TASK BRIEF:
Reproduce the listing below word for word.
++++++++
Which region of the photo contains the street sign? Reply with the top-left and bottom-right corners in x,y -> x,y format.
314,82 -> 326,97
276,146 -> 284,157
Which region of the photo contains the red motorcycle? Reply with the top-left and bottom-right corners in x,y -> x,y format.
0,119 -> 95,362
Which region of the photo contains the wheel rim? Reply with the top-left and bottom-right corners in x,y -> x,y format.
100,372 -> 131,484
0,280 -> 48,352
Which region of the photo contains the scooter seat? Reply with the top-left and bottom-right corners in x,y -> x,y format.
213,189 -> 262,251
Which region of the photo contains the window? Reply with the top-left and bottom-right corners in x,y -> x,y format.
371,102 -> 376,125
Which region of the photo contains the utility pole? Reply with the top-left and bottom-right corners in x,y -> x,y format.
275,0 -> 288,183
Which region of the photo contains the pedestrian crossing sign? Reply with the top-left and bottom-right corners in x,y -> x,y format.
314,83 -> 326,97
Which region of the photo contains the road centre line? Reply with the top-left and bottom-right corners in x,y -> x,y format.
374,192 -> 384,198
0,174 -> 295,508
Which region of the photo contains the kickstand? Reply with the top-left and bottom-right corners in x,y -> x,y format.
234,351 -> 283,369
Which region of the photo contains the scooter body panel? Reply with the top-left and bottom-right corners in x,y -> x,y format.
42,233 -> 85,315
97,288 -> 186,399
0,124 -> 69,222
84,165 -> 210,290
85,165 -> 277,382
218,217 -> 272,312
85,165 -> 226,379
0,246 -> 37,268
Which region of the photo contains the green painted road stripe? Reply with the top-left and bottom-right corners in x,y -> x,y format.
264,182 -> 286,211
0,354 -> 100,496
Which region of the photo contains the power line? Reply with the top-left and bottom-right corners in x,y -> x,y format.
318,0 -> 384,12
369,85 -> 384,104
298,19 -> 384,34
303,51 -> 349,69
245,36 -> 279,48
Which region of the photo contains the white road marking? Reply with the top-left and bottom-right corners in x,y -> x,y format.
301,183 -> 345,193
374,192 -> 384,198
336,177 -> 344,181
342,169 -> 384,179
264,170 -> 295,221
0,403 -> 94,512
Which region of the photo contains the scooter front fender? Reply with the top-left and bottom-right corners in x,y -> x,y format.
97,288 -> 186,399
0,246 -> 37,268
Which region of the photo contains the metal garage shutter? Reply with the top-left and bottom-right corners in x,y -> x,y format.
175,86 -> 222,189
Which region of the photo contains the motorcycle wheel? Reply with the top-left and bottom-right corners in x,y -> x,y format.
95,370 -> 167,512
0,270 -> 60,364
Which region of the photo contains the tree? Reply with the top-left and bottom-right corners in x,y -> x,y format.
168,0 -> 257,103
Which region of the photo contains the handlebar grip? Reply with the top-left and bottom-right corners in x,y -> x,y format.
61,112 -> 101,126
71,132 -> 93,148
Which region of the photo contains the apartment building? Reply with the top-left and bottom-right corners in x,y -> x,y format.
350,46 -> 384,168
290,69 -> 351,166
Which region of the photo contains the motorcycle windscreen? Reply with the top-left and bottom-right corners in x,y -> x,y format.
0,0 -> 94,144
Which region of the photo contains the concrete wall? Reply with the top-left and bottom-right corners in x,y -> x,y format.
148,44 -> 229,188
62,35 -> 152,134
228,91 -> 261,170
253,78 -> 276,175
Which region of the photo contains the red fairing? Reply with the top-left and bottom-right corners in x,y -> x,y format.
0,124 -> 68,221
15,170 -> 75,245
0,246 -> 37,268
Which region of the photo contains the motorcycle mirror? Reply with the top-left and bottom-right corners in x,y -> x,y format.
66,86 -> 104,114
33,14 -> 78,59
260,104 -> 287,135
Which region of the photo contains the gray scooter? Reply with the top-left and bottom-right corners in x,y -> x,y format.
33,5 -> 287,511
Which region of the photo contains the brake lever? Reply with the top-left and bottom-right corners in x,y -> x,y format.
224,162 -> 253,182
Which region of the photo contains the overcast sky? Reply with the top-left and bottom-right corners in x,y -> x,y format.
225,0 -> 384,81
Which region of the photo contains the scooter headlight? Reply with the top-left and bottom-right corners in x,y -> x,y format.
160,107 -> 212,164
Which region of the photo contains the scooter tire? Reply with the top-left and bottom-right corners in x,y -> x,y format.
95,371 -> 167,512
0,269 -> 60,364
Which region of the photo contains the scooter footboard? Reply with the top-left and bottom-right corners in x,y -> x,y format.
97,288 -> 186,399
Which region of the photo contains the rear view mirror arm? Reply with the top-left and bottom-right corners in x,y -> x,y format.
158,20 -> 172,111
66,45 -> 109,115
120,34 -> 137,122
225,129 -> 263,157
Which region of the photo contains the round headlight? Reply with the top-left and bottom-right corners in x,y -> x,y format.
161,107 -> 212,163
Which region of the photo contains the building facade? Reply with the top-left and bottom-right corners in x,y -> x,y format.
++++++++
ANSWER SECTION:
Which region of the photo contains the street sign? Reply with the top-left and bottom-right corners in x,y -> x,y format.
314,82 -> 326,97
276,146 -> 284,157
Which region of the photo contains the red motorcycle? Reply with the top-left and bottom-right corners in x,y -> x,y format.
0,119 -> 95,362
Which region of the photo contains the wheel rim? Reply with the top-left and bottom-right corners in x,y -> x,y format.
100,372 -> 131,484
0,280 -> 48,352
Which region of the photo contains the scooter seat? Reply with the top-left and bottom-right corners in x,y -> x,y format.
213,189 -> 262,251
Which region of the photo contains the window? Reply with the top-left and bottom-right corners in x,y -> x,y format.
371,102 -> 376,125
Which region of the photo contains the utility pole? Reply with the top-left and bottom-right corners in x,y -> x,y format.
275,0 -> 288,183
Which region of the photo contains the pedestrian crossing sign? Reply with the top-left and bottom-right corners in x,y -> x,y format.
314,83 -> 326,97
Which region of the photo contains the road centre line? Reply with the top-left and bottom-right corners in x,y -> x,y format.
374,192 -> 384,198
0,174 -> 295,508
Which region of the photo contains the kickstand? Reply with the top-left and bottom-right corners in x,y -> x,y format.
234,351 -> 283,369
Which region of the photo contains the scooter body panel? Reply with the top-left and bottom-right corners in x,y -> x,y format.
42,233 -> 85,315
97,288 -> 186,399
0,124 -> 69,222
84,165 -> 210,290
85,165 -> 277,382
218,217 -> 272,312
85,165 -> 226,379
0,246 -> 37,268
Which region of the photo contains the green painted road stripe? Reply with the top-left and bottom-right corners in x,y -> x,y format.
264,182 -> 286,211
0,354 -> 100,496
Which region of the photo contains the power line? Reply with the top-left and bottom-right corners in x,y -> x,y format.
318,0 -> 384,12
369,85 -> 384,104
298,19 -> 384,34
303,51 -> 349,69
245,36 -> 279,48
Which region of the photo contains the white road marking? Reply with the top-left and bottom-right corners in x,y -> x,y format.
301,183 -> 345,193
374,192 -> 384,198
336,177 -> 344,181
342,169 -> 384,179
264,170 -> 295,221
0,403 -> 94,512
Which region of the photo contains the scooter front fender? Reply with the top-left and bottom-right corners in x,y -> x,y format.
97,288 -> 186,399
0,246 -> 37,268
Which region of the photo contains the metal garage shutter? Reply with the top-left and bottom-right corners in x,y -> x,y format.
175,86 -> 222,189
Which region of the photo contains the motorcycle wheel? Reply with the top-left and bottom-right corners in x,y -> x,y format.
95,370 -> 167,512
0,270 -> 60,364
Which region of the photo contains the tree? Reply with the top-left and bottom-right corners in x,y -> x,y format.
168,0 -> 257,103
Which region of the photo contains the handlebar grip? Reply with the top-left and bottom-right corners in x,y -> x,y format.
61,112 -> 101,126
71,132 -> 93,148
Which region of the photo contains the apartment building? Reply with the top-left and bottom-right corners in x,y -> x,y format.
350,46 -> 384,168
290,69 -> 351,166
Which region of the photo contains the motorcycle windscreen? Reply with the top-left and bottom-right corners in x,y -> x,y format.
0,0 -> 94,144
Which region of the photo contains the concrete wall? Reply with the top-left and bottom-right corners in x,y -> x,y format.
148,44 -> 229,188
62,35 -> 152,134
228,91 -> 261,170
253,78 -> 276,175
Which region of the photo contains the red fairing? Reply with the top-left and bottom-right corners in x,y -> x,y format.
0,124 -> 68,221
15,170 -> 75,245
0,246 -> 37,268
Which region of the photo contains the motorcycle mirror? Reply with the top-left and bottom-right corners in x,y -> x,y format.
66,86 -> 104,114
33,14 -> 78,59
260,104 -> 287,135
Which region of the photo contains the gray scooter? Reply with the top-left and bottom-right corners in x,y -> x,y format.
33,5 -> 287,511
Which region of the photo contains the brake lever? Reply with the top-left and bottom-right corners in x,y -> x,y format.
224,162 -> 253,182
Which region of the photo contains the overcast sky? Reply with the top-left and bottom-right corners in x,y -> x,y format.
225,0 -> 384,81
Which region of the photo contains the scooter headlight? Reply with the top-left and bottom-right corners in x,y -> x,y format.
160,107 -> 212,164
Which region of the photo contains the scooter tire? Reply with the top-left and bottom-right corners in x,y -> x,y format.
95,371 -> 167,512
0,269 -> 60,364
Which region of the photo contains the scooter footboard? Reply with the top-left and bottom-right corners in x,y -> x,y format.
97,288 -> 186,399
Which region of the photo contains the rear view mirror arm? Reply with the top-left and bottom-right corners in x,y -> x,y format.
158,20 -> 172,111
66,45 -> 109,115
120,34 -> 137,122
225,129 -> 263,157
Which region of the photo contains the round headlight? Reply with the top-left and bottom-right corners in x,y -> x,y format.
161,107 -> 212,163
Which region of the photo contains the building facade? Reply with the top-left and bottom-right corners in x,y -> x,y format.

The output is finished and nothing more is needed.